▶ **RAW RECORDS**
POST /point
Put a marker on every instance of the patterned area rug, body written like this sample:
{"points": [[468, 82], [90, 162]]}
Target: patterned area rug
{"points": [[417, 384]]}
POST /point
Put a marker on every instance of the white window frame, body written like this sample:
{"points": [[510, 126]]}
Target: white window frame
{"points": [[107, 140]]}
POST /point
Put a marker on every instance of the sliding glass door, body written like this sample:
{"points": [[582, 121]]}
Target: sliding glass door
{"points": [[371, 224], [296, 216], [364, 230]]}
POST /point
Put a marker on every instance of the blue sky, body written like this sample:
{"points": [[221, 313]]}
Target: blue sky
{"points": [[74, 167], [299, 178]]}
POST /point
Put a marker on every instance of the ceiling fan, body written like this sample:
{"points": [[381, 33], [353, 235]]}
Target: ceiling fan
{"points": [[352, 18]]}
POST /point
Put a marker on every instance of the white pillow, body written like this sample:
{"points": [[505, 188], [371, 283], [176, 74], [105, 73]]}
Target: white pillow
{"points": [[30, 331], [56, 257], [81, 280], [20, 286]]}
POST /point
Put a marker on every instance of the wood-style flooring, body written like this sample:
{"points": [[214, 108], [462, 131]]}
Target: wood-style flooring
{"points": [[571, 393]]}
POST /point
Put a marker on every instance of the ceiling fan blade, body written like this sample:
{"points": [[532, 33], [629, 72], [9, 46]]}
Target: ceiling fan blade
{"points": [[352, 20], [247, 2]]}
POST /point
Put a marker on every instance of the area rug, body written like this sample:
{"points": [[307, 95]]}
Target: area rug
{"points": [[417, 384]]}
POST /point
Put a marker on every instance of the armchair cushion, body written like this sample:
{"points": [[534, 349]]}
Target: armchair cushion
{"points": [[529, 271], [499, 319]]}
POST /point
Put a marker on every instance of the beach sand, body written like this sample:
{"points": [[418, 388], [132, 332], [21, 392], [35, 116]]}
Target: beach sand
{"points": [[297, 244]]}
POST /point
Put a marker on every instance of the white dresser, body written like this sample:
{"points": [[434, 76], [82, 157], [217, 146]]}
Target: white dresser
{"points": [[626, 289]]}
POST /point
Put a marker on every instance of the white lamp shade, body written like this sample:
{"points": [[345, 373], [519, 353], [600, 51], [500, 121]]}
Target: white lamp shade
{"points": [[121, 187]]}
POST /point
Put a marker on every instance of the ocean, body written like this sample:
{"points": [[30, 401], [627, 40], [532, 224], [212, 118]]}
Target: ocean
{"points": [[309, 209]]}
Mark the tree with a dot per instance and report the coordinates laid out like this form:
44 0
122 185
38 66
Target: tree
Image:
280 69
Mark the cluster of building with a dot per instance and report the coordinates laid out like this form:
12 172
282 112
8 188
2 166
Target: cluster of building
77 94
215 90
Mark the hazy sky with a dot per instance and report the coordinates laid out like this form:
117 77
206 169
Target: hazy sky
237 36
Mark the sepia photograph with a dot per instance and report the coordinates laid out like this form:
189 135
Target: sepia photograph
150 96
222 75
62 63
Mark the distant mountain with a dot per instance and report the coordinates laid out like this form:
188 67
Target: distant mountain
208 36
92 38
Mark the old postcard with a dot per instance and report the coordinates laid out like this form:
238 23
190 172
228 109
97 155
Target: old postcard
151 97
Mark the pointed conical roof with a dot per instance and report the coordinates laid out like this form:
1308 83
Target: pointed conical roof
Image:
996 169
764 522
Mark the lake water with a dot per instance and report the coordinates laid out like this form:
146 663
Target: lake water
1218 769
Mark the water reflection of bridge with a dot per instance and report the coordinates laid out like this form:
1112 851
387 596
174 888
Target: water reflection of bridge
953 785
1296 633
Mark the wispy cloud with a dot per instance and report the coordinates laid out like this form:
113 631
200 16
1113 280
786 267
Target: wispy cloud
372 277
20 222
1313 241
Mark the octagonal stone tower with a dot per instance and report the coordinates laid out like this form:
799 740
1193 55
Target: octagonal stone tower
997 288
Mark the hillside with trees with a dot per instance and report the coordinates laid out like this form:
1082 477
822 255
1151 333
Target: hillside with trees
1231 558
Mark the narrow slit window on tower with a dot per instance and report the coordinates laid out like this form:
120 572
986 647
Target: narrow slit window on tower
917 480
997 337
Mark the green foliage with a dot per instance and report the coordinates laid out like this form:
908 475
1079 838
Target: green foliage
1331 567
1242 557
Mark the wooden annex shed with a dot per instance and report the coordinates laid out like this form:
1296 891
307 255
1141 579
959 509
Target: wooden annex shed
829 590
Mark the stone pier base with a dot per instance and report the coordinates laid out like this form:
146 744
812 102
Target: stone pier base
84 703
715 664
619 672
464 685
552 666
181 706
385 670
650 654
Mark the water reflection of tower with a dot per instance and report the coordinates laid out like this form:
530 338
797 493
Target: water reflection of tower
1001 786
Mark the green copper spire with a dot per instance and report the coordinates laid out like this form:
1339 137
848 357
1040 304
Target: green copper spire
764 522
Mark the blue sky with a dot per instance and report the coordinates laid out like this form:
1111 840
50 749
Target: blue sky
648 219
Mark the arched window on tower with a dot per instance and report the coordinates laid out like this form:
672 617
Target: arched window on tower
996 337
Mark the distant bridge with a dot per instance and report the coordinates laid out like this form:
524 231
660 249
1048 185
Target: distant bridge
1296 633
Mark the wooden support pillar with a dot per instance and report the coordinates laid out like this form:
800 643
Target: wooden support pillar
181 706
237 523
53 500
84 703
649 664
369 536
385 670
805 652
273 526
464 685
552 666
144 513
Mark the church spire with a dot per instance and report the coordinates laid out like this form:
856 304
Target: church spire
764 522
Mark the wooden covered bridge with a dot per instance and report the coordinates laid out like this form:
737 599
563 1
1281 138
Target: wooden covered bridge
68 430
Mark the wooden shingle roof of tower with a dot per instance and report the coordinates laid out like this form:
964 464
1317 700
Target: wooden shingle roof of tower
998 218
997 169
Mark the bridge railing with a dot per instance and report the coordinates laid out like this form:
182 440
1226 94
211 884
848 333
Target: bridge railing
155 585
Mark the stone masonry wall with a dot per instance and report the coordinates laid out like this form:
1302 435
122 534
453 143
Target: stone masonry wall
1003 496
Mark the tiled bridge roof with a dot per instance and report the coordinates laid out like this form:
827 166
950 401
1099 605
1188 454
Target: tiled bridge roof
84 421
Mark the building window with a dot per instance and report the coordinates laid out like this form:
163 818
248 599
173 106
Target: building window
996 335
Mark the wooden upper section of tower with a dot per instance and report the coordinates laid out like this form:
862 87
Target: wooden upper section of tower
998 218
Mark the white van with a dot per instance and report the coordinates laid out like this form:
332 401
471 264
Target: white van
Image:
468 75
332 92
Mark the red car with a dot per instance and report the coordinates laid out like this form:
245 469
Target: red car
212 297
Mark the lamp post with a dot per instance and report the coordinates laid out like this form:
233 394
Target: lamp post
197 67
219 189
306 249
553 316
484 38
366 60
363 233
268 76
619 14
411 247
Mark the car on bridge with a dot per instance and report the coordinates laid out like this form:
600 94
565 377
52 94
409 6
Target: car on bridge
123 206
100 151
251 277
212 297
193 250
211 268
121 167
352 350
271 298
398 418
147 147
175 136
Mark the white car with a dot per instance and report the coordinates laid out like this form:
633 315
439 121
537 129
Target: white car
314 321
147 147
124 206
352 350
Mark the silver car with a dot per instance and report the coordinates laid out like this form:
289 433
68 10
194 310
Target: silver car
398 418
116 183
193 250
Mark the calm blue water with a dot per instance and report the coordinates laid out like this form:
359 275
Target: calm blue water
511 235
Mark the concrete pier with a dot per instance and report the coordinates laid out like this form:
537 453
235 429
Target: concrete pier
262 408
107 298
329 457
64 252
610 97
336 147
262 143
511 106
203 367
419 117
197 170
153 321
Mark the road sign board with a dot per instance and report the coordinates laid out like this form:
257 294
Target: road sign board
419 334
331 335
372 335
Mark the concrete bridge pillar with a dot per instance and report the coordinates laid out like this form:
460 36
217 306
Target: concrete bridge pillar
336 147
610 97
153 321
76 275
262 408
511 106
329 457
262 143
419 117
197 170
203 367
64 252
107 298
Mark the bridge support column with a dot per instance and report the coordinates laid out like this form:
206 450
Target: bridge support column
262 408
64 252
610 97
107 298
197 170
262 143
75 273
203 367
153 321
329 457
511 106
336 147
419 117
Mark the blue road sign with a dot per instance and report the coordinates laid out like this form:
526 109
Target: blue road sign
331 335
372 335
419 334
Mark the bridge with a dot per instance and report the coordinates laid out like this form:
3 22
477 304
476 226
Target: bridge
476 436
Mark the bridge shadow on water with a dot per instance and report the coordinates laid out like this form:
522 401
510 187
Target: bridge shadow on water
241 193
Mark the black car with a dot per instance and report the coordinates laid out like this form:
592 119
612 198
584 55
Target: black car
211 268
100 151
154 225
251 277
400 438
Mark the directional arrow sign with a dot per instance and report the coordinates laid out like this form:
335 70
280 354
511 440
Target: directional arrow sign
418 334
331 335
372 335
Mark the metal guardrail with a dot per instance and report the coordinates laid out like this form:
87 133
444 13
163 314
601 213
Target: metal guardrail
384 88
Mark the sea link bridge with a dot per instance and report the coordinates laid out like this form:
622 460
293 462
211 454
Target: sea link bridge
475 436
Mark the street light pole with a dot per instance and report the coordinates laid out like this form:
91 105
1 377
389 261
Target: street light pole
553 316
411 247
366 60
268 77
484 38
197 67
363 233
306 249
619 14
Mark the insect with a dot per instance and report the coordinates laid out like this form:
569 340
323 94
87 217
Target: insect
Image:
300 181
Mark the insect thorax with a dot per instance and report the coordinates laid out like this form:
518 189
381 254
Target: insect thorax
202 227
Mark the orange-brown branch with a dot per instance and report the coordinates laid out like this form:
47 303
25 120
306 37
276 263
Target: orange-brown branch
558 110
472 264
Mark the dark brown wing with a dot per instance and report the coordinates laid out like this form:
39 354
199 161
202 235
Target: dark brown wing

▶ **GIVEN REQUEST**
Give the lines of the data as a numbered list with blank lines omitted, starting at the line that contains "Mark the dark" and continuing through the end of the data, both ends included.

▶ **WRITTEN RESPONSE**
1. Mark the dark brown wing with a dot per instance and report the coordinates laid out like this form:
2. 39 354
3. 199 161
4. 202 235
5. Target: dark brown wing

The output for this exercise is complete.